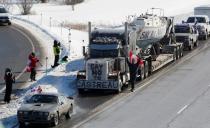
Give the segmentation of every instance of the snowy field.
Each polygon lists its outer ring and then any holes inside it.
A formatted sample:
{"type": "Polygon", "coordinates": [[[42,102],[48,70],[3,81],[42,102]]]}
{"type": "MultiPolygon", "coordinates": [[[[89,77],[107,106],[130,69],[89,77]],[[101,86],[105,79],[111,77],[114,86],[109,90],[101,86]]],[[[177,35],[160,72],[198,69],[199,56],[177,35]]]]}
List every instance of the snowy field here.
{"type": "Polygon", "coordinates": [[[77,70],[83,68],[82,46],[87,45],[88,35],[86,32],[69,29],[61,26],[61,24],[87,24],[88,21],[92,21],[95,25],[118,25],[122,24],[127,19],[127,16],[139,15],[151,7],[163,8],[166,16],[179,15],[185,12],[177,19],[177,21],[181,21],[193,11],[194,6],[209,4],[209,0],[160,1],[86,0],[82,4],[76,5],[74,11],[72,11],[71,6],[57,5],[53,2],[34,5],[32,14],[27,16],[19,15],[20,11],[16,6],[11,7],[10,11],[16,17],[13,22],[30,29],[43,42],[40,45],[46,48],[45,55],[49,58],[47,65],[49,73],[46,75],[42,71],[45,70],[42,67],[39,69],[39,80],[37,82],[31,83],[26,88],[18,91],[15,94],[18,99],[13,100],[10,104],[0,105],[2,125],[5,128],[18,126],[17,109],[23,102],[24,97],[31,95],[31,89],[36,89],[37,86],[41,86],[44,91],[55,91],[66,96],[75,96],[77,94],[75,77],[77,70]],[[21,19],[21,21],[16,20],[17,18],[21,19]],[[68,63],[52,70],[49,67],[53,63],[51,51],[53,39],[61,41],[63,47],[62,56],[70,55],[70,57],[68,63]]]}

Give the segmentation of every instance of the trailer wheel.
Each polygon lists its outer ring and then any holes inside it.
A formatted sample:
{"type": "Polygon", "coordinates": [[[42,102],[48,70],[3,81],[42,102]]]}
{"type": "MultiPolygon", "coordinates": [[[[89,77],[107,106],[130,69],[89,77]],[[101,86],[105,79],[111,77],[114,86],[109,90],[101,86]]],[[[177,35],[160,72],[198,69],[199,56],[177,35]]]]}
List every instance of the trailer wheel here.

:::

Written instruction |
Starting with the line with "Give the segmentation of every instance of the trailer" and going on through the end of the items, rewrite those lines with "trailer wheel" swapped for "wagon wheel" wherever it occurs. Keep every other character unchanged.

Task response |
Give the segmentation of every instance of the wagon wheel.
Each polygon lists its outer ring and then any holes inside it.
A formatted sample:
{"type": "Polygon", "coordinates": [[[42,102],[48,70],[3,81],[42,102]]]}
{"type": "MultiPolygon", "coordinates": [[[[89,77],[107,106],[130,69],[89,77]],[[101,86],[105,79],[111,77],[114,86],[109,90],[101,86]]],[[[177,35],[160,72],[198,69],[199,56],[177,35]]]]}
List every instance of the wagon wheel here.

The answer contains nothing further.